Fragmento del texto
_____

Con la llegada del frío y el avance del invierno, nuestro organismo se enfrenta a cambios que van más allá de las bajas temperaturas. Los días se acortan, disminuye la actividad física y debemos adaptarse a un entorno más hostil. Este proceso de adaptación, sin embargo, puede tener consecuencias importantes para la salud, especialmente en relación con el aumento de los ictus y los infartos.
La incidencia de los accidentes cerebrovasculares y los infartos se eleva en estos meses hasta el punto que “los días de mucho frío sube hasta un 50 % el riesgo", según el doctor Marius Lekker. Estudios como el publicado en la Journal of Stroke and Cerebrovascular Diseases baraja cifras inferiores, en torno a un 10 %.
“Cuando tienes frío, tienes las manos y la cara como blancas. Pues es esa vasoconstricción, es decir, que los vasos sanguíneos se hacen estrechos”, narra el médico en un programa de la televisión. Esto se debe a que el cuerpo está intentando mantener el calor.
Cuando esto ocurre, nuestra presión arterial sube, provocando que los vasos estén “más apretados” y con menos líquido, es decir más espesa. Esto último sucede porque bebemos menos agua. "La sed se disminuye hasta un 40 % en invierno. Uno piensa que no necesita beber. Y eso acaba haciendo que el corazón se tenga que esforzar mucho más“, explica el doctor Lekker.
Como consecuencia, aumenta la frecuencia cardíaca, se eleva la presión arterial, el gasto cardíaco y el esfuerzo que tiene que hacer el corazón. “Eso hace que se produzcan más infartos y complicaciones de la gente que ya tiene problemas cardiovasculares”. Además, si ya se tiene placa de ateroma o de colesterol, es más fácil que el vaso se rompa.
A ello se suma que en invierno suelen empeorar hábitos como el sedentarismo o una alimentación más rica en grasas. También son más frecuentes las infecciones respiratorias, que pueden desestabilizar a pacientes con problemas cardíacos. Todo ello crea un escenario propicio para que el riesgo cardiovascular se eleve.
Cómo prevenir un infarto
Prevenir un infarto implica adoptar hábitos saludables que protejan el corazón y mejoren la calidad de vida. Los cambios en el estilo de vida, aunque a veces parezcan sencillos, tienen un efecto profundo y duradero sobre la salud cardiovascular, explican desde el grupo Quirón.

_____

Reproduce sin cambios el pasaje del texto sobre el frío y el riesgo de infarto que va desde "Como consecuencia, aumenta" hasta "cardiovascular se eleve.".

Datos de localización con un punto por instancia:
_____

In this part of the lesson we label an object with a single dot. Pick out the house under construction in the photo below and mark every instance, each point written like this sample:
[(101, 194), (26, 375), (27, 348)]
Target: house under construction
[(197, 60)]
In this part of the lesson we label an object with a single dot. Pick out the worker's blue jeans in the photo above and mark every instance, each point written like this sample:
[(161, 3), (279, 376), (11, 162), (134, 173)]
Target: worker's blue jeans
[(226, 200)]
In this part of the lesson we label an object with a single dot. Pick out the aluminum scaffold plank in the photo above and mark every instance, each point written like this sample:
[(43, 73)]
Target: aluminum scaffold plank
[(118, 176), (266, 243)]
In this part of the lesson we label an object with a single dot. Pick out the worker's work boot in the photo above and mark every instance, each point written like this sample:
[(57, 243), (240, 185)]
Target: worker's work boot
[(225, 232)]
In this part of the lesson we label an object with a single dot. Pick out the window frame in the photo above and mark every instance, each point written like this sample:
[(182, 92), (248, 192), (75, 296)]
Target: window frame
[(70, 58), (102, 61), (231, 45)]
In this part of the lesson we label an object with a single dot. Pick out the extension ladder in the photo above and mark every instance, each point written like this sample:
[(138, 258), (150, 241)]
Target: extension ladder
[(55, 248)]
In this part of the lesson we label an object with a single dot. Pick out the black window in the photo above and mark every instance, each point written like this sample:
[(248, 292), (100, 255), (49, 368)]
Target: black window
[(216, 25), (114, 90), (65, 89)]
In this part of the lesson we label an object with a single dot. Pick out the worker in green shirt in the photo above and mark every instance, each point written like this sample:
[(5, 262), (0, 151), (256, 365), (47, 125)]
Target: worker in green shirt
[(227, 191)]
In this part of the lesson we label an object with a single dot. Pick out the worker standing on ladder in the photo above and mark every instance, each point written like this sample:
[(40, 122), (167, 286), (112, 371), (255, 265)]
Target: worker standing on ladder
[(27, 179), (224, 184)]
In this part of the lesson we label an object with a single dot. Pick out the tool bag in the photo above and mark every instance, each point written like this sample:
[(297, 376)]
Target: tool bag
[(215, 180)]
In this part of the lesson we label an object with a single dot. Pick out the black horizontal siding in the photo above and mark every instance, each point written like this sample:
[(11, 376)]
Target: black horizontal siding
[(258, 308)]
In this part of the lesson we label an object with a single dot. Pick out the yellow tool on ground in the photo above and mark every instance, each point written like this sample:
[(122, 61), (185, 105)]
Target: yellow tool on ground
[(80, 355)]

_____

Ejercicio resuelto
Como consecuencia, aumenta la frecuencia cardíaca, se eleva la presión arterial, el gasto cardíaco y el esfuerzo que tiene que hacer el corazón. “Eso hace que se produzcan más infartos y complicaciones de la gente que ya tiene problemas cardiovasculares”. Además, si ya se tiene placa de ateroma o de colesterol, es más fácil que el vaso se rompa.
A ello se suma que en invierno suelen empeorar hábitos como el sedentarismo o una alimentación más rica en grasas. También son más frecuentes las infecciones respiratorias, que pueden desestabilizar a pacientes con problemas cardíacos. Todo ello crea un escenario propicio para que el riesgo cardiovascular se eleve.